Activity 11.9.2 presents the general idea of how a change of variables works. We partition a rectangular domain in the $$st$$ system into subrectangles. Let $$T = [a, b] \times [a+\Delta s, b+\Delta t]$$ be one of these subrectangles. Then we transform this into a region $$T'$$ in the standard $$xy$$ Cartesian coordinate system. The region $$T'$$ is called the image of $$T\text{;}$$ the region $$T$$ is the pre-image of $$T'\text{.}$$ Although the sides of this $$xy$$ region $$T'$$ aren't necessarily straight (linear), we will approximate the element of area $$dA$$ for this region with the area of the parallelogram whose sides are given by the vectors $$\vv$$ and $$\vw\text{,}$$ where $$\vv$$ is the vector from $$(x(a, b), y(a, b))$$ to $$(x(a + \Delta s, b), y(a + \Delta s, b))\text{,}$$ and $$\vw$$ is the vector from $$(x(a, b), y(a, b))$$ to $$(x(a, b + \Delta t), y(a, b + \Delta t))\text{.}$$

An example of an image $$T'$$ in the $$xy$$-plane that results from a transformation of a rectangle $$T$$ in the $$st$$-plane is shown in Figure 11.9.2. Figure 11.9.2. Approximating an area of an image resulting from a transformation.

■ **ACTIONS TO TAKE**
1. In the change-of-variables passage, why is the area element dA for the region T' only approximated by a parallelogram?
2. From the records, give the lines starting with the line that contains "Note: for this drill we locate the green leaf" and going on through the line that contains "(1052, 634)" as a JSON list of strings, one string per line, with blank lines left out. Leave the pictures out of the list.

Records excerpted from a collection
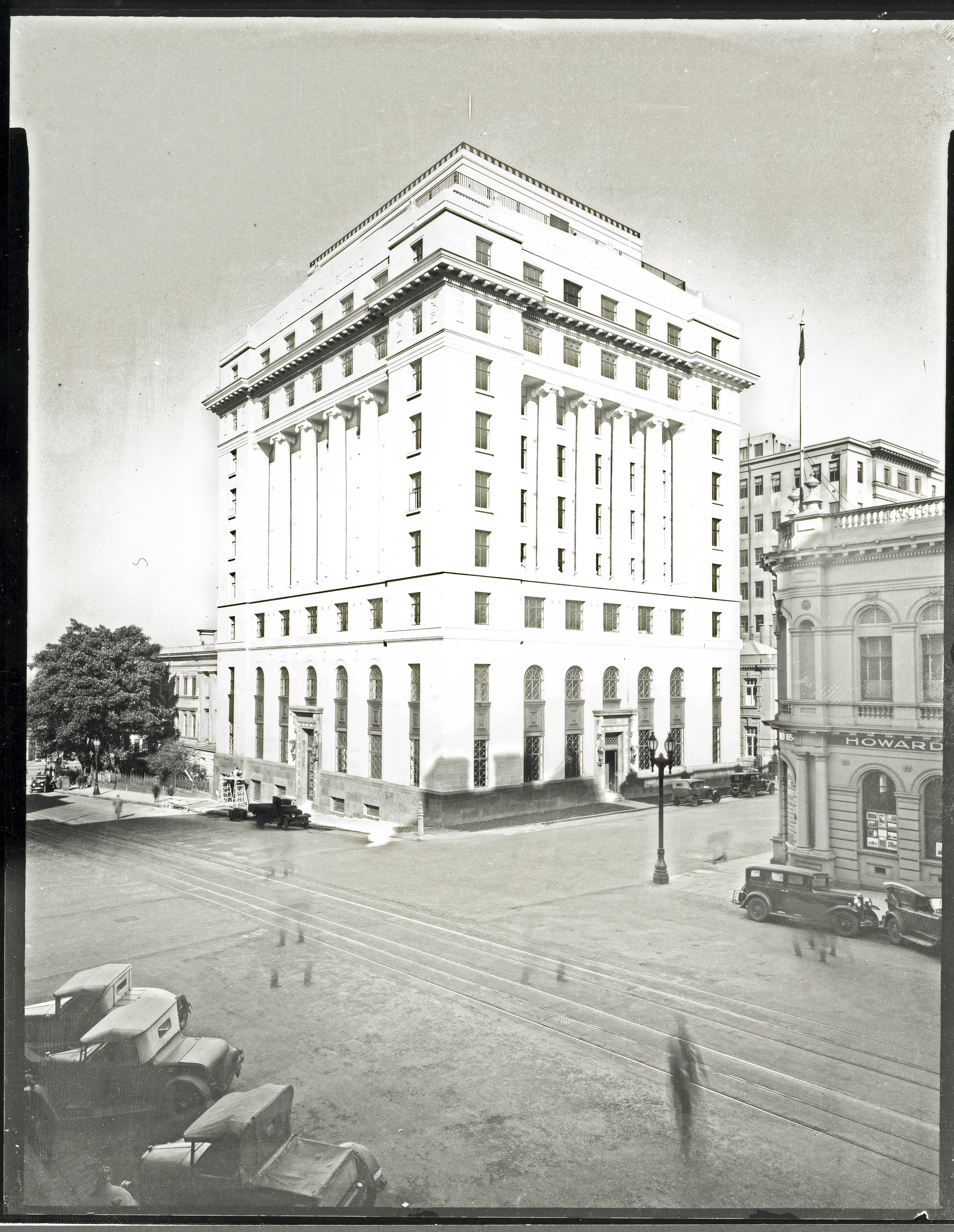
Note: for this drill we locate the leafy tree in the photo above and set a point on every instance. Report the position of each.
(99, 683)
(173, 759)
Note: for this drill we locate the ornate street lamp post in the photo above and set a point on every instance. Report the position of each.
(662, 874)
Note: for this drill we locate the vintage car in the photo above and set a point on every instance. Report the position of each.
(242, 1156)
(281, 812)
(136, 1059)
(914, 913)
(750, 783)
(691, 791)
(80, 1003)
(803, 895)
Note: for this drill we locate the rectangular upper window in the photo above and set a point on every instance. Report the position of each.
(482, 489)
(482, 430)
(532, 613)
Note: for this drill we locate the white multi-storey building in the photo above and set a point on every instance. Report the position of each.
(474, 475)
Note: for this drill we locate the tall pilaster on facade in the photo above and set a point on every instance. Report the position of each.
(335, 544)
(304, 507)
(280, 513)
(542, 403)
(254, 502)
(370, 485)
(803, 804)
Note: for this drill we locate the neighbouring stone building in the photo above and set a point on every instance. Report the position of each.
(861, 673)
(472, 524)
(194, 671)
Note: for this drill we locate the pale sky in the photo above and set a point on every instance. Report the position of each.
(185, 173)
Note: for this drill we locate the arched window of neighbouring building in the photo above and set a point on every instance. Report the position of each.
(806, 660)
(342, 721)
(931, 812)
(376, 697)
(931, 628)
(259, 712)
(574, 722)
(284, 716)
(677, 714)
(879, 812)
(534, 725)
(645, 712)
(875, 647)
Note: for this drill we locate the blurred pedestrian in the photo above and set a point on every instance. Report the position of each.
(686, 1068)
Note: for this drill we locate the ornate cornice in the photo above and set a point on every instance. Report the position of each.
(440, 269)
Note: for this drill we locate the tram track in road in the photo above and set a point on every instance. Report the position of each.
(461, 966)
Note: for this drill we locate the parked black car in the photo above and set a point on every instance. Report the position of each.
(750, 783)
(282, 812)
(803, 895)
(914, 913)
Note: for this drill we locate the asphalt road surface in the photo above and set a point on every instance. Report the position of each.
(490, 1012)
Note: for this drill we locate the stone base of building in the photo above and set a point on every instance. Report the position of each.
(813, 860)
(353, 796)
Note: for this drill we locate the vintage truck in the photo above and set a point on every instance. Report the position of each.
(242, 1156)
(136, 1059)
(80, 1003)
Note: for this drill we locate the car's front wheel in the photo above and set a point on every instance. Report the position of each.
(845, 923)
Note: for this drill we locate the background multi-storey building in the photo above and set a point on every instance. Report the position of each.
(194, 673)
(861, 667)
(473, 536)
(850, 474)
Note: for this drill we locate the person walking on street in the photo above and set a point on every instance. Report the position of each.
(686, 1068)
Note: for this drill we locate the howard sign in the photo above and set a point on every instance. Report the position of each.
(871, 741)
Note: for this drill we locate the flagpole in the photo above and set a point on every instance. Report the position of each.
(802, 456)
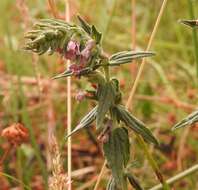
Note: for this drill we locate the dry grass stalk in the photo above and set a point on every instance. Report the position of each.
(59, 180)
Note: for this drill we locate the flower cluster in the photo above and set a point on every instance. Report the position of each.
(16, 134)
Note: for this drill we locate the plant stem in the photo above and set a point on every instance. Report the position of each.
(69, 157)
(100, 175)
(149, 156)
(141, 141)
(179, 176)
(194, 32)
(132, 92)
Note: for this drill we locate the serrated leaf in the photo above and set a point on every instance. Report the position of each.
(117, 152)
(111, 184)
(84, 25)
(127, 57)
(95, 34)
(191, 23)
(106, 97)
(135, 124)
(189, 120)
(134, 182)
(86, 121)
(64, 74)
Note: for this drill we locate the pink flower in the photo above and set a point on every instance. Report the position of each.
(73, 49)
(80, 96)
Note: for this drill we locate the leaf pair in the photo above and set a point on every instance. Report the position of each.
(189, 120)
(117, 153)
(86, 121)
(106, 99)
(133, 123)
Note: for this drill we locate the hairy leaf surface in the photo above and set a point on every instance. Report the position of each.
(133, 123)
(117, 153)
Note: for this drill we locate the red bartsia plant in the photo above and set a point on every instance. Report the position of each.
(81, 44)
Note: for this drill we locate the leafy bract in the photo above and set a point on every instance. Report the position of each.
(127, 57)
(86, 121)
(134, 182)
(106, 97)
(187, 121)
(191, 23)
(133, 123)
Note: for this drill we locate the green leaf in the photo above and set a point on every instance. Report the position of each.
(86, 121)
(84, 25)
(134, 124)
(127, 57)
(134, 182)
(111, 184)
(96, 35)
(117, 153)
(106, 98)
(191, 23)
(189, 120)
(1, 98)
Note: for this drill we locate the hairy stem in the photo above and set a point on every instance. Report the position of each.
(69, 157)
(195, 39)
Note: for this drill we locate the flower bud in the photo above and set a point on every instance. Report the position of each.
(80, 96)
(16, 134)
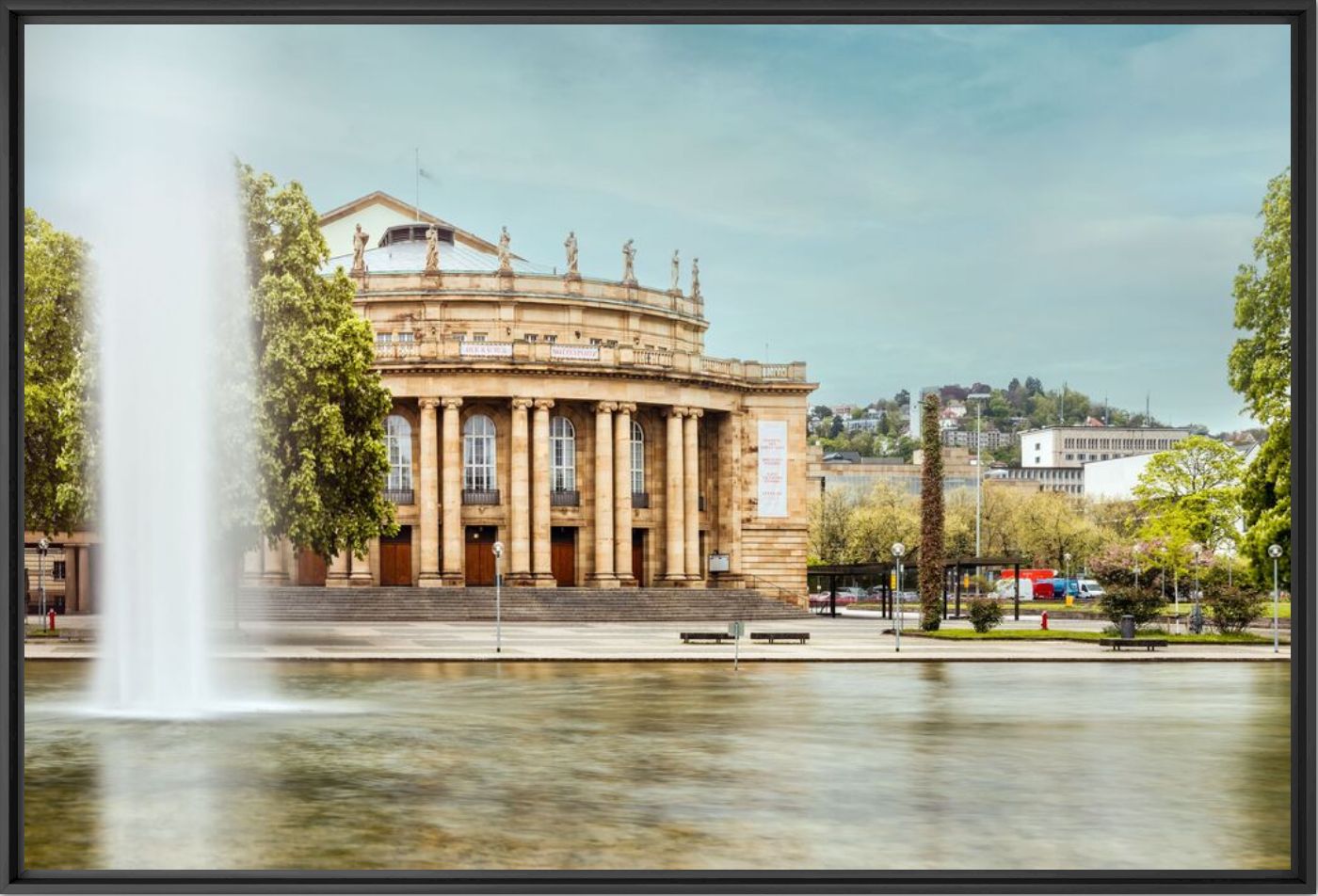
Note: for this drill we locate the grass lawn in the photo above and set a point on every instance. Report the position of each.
(1052, 634)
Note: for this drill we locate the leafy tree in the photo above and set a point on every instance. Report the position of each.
(931, 516)
(1259, 368)
(1193, 489)
(58, 378)
(319, 405)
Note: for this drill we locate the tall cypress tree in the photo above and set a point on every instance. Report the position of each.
(319, 405)
(931, 517)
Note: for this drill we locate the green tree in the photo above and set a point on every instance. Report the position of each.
(931, 516)
(1259, 368)
(1192, 489)
(58, 378)
(319, 406)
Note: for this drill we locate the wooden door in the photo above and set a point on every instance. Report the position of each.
(480, 555)
(312, 568)
(395, 559)
(563, 555)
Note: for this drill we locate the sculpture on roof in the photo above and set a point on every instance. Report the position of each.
(359, 250)
(505, 259)
(629, 256)
(571, 247)
(432, 249)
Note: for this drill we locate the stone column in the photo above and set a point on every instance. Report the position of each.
(691, 490)
(729, 497)
(540, 569)
(675, 562)
(338, 573)
(603, 575)
(451, 497)
(518, 500)
(272, 564)
(428, 498)
(622, 494)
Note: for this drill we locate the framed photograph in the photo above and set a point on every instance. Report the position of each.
(770, 447)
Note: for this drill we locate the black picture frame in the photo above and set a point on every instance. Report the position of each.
(1300, 15)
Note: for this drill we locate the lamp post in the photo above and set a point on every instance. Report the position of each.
(42, 546)
(1275, 552)
(979, 465)
(498, 597)
(898, 551)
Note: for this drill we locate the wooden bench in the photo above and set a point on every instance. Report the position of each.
(715, 636)
(1117, 643)
(771, 636)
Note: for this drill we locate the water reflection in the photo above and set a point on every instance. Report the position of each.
(681, 766)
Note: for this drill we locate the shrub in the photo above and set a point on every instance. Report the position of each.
(1144, 603)
(1232, 608)
(985, 615)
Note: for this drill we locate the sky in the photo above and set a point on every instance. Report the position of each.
(896, 206)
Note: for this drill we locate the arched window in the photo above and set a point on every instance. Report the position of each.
(478, 454)
(638, 458)
(398, 444)
(562, 455)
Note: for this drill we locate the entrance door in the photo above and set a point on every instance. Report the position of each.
(395, 557)
(563, 555)
(480, 555)
(638, 555)
(312, 568)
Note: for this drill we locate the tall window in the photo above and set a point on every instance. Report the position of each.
(398, 443)
(478, 454)
(562, 455)
(638, 458)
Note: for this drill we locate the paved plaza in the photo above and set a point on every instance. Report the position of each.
(841, 639)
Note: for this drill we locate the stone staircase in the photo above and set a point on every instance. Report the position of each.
(518, 605)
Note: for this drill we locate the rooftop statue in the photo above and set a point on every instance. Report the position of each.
(505, 261)
(571, 247)
(359, 250)
(629, 256)
(432, 250)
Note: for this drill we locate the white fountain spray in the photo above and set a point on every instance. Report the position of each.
(171, 312)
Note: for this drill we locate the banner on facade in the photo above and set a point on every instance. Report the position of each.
(485, 349)
(773, 468)
(575, 352)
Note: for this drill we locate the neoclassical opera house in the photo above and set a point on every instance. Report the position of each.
(573, 418)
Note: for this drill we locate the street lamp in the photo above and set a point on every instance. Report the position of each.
(1275, 552)
(979, 464)
(898, 552)
(42, 546)
(498, 597)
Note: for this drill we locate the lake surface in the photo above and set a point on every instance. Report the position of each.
(678, 766)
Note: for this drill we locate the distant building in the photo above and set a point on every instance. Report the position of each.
(1076, 445)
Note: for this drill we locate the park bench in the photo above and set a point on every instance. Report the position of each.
(715, 636)
(773, 636)
(1117, 643)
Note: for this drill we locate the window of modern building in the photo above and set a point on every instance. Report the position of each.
(478, 454)
(398, 444)
(638, 458)
(562, 455)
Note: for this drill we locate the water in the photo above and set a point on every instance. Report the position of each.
(679, 766)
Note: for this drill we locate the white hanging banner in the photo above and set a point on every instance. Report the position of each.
(773, 468)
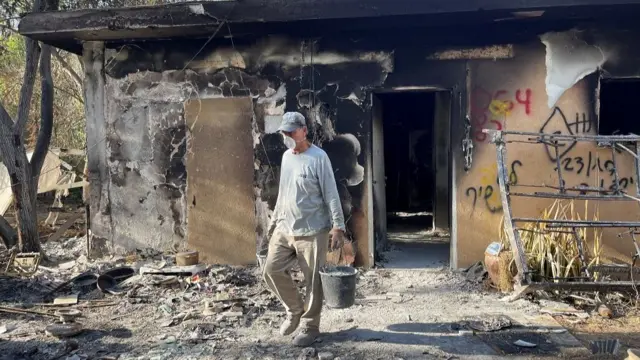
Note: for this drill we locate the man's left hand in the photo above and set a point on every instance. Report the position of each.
(337, 239)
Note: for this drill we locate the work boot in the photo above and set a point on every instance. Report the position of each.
(306, 337)
(289, 325)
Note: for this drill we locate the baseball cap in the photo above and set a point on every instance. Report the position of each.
(292, 121)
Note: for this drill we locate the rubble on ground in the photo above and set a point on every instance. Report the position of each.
(200, 311)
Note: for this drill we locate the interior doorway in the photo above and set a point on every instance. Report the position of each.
(412, 187)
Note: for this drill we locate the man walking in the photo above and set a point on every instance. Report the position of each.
(307, 212)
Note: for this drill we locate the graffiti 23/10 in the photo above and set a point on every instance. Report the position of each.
(490, 193)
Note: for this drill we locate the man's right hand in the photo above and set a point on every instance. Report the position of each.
(337, 239)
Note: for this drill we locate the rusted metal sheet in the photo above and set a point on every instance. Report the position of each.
(221, 207)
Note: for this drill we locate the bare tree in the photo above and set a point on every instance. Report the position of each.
(24, 173)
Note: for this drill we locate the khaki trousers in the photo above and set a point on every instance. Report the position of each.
(310, 252)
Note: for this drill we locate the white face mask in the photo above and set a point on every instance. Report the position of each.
(288, 141)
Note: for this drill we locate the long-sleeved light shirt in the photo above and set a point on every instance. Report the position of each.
(308, 201)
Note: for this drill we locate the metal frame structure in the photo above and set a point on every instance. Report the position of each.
(586, 281)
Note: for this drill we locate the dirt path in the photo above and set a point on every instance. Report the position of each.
(400, 314)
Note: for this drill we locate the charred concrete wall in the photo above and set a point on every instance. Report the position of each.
(146, 137)
(551, 86)
(140, 201)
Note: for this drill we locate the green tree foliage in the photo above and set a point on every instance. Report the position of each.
(68, 108)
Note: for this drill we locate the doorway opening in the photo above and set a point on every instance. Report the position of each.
(412, 190)
(617, 101)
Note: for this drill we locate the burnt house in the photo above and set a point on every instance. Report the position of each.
(182, 103)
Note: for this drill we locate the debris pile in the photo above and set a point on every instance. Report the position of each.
(184, 305)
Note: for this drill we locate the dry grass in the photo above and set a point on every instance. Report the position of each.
(553, 255)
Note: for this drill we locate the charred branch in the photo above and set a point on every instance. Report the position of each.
(46, 114)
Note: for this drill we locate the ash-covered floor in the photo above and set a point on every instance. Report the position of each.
(399, 314)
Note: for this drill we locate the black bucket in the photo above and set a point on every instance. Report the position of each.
(339, 286)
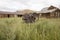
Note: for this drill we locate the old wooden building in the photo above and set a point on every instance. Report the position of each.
(52, 12)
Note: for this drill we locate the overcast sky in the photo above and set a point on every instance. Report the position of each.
(13, 5)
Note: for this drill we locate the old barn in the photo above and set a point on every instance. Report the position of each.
(51, 11)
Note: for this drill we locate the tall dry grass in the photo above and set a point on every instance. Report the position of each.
(16, 29)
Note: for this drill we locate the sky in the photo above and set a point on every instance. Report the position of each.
(37, 5)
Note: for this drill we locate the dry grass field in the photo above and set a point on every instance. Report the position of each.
(16, 29)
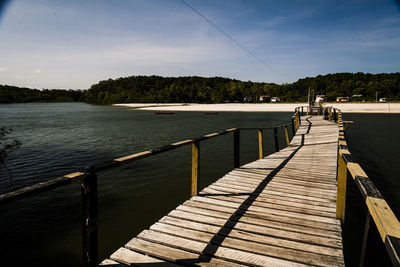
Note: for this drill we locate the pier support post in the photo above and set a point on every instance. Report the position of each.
(260, 147)
(287, 136)
(293, 127)
(276, 139)
(195, 168)
(341, 189)
(364, 244)
(236, 149)
(89, 218)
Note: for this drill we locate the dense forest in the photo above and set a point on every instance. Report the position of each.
(13, 94)
(156, 89)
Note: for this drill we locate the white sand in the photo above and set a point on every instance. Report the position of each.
(267, 107)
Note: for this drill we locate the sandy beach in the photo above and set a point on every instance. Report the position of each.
(264, 107)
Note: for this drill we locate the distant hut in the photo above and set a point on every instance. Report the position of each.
(275, 99)
(357, 98)
(265, 98)
(320, 98)
(342, 99)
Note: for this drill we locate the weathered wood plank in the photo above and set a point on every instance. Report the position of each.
(247, 246)
(288, 220)
(217, 251)
(130, 257)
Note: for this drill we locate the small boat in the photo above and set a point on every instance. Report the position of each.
(164, 112)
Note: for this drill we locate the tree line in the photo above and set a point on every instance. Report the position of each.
(193, 89)
(14, 94)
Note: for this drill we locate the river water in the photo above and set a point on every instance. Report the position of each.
(59, 138)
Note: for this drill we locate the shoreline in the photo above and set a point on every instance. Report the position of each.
(261, 107)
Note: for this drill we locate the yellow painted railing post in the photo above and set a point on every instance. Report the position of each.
(287, 136)
(341, 188)
(260, 148)
(195, 168)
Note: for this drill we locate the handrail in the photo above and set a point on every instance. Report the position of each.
(88, 179)
(382, 215)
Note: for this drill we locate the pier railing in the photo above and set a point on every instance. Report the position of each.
(88, 179)
(377, 208)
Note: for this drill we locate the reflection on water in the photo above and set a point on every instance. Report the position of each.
(63, 137)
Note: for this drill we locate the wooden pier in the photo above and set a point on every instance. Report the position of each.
(286, 209)
(277, 211)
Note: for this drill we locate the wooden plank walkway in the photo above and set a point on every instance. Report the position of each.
(276, 211)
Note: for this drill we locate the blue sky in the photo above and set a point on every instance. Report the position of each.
(74, 44)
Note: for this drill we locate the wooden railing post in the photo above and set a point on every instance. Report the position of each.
(287, 136)
(236, 148)
(276, 139)
(260, 147)
(341, 189)
(293, 127)
(195, 168)
(89, 218)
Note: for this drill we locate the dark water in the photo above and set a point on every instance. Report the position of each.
(64, 137)
(373, 140)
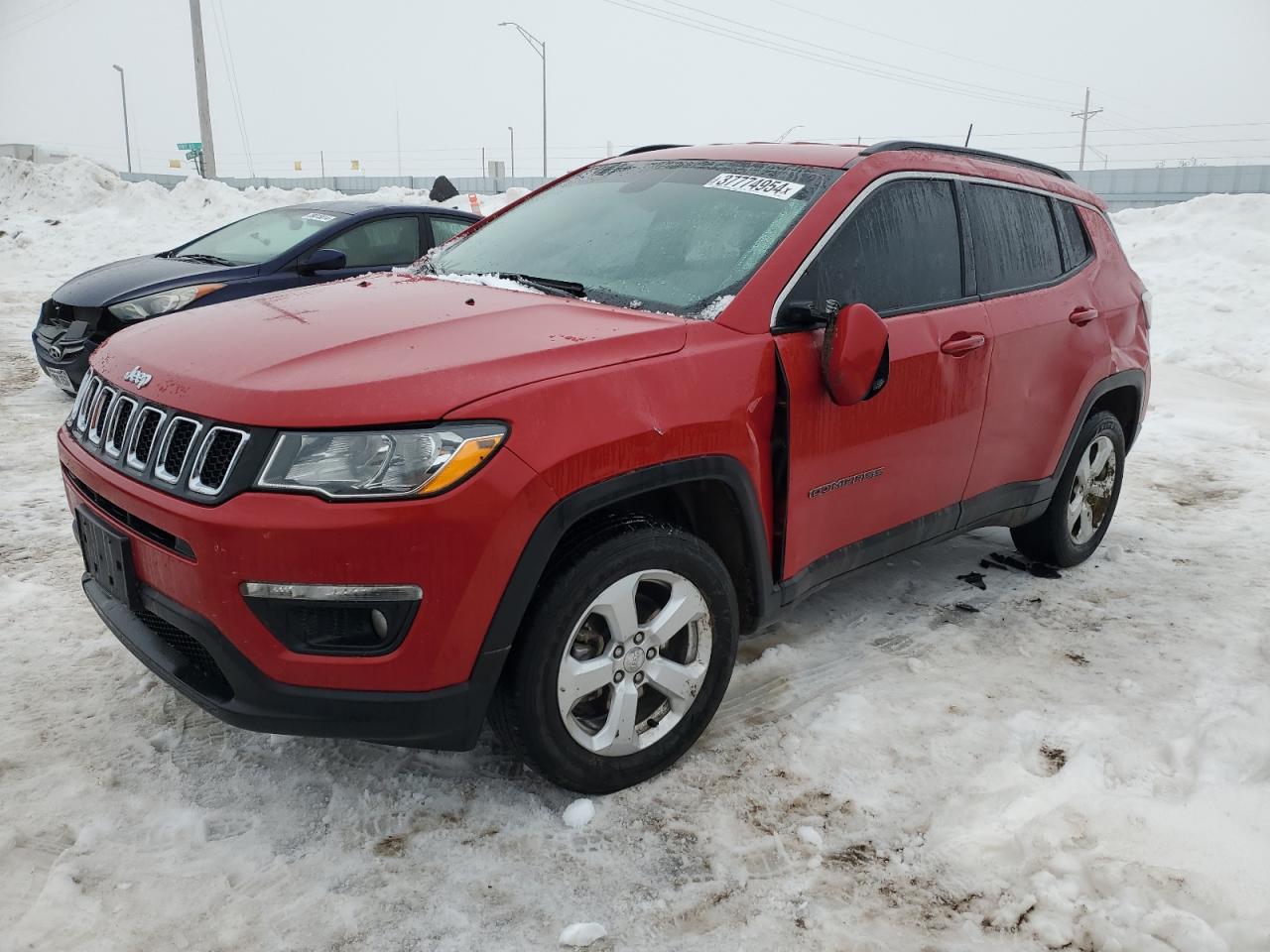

■ **PER-TASK ANSWERS**
1. The sides of the xy region T' aren't necessarily straight (linear). So its area is approximated by the area of the parallelogram whose sides are the vectors v and w.

2.
[
  "Note: for this drill we locate the green leaf in the photo above and set a point on every instance. Report the position of each.",
  "(86, 121)",
  "(84, 25)",
  "(134, 124)",
  "(127, 57)",
  "(134, 182)",
  "(111, 184)",
  "(96, 35)",
  "(117, 153)",
  "(106, 98)",
  "(191, 23)",
  "(189, 120)",
  "(1, 98)",
  "Note: for this drill we locate the hairy stem in the photo above and set a point on every instance. Report the position of each.",
  "(69, 157)",
  "(195, 39)",
  "Note: for this drill we locate the flower bud in the photo above and set a point on every instance. Report the position of each.",
  "(80, 96)",
  "(16, 134)",
  "Note: for this drill we locate the grass lawn in the photo above and set a point on every instance. Report the position of each.",
  "(1052, 634)"
]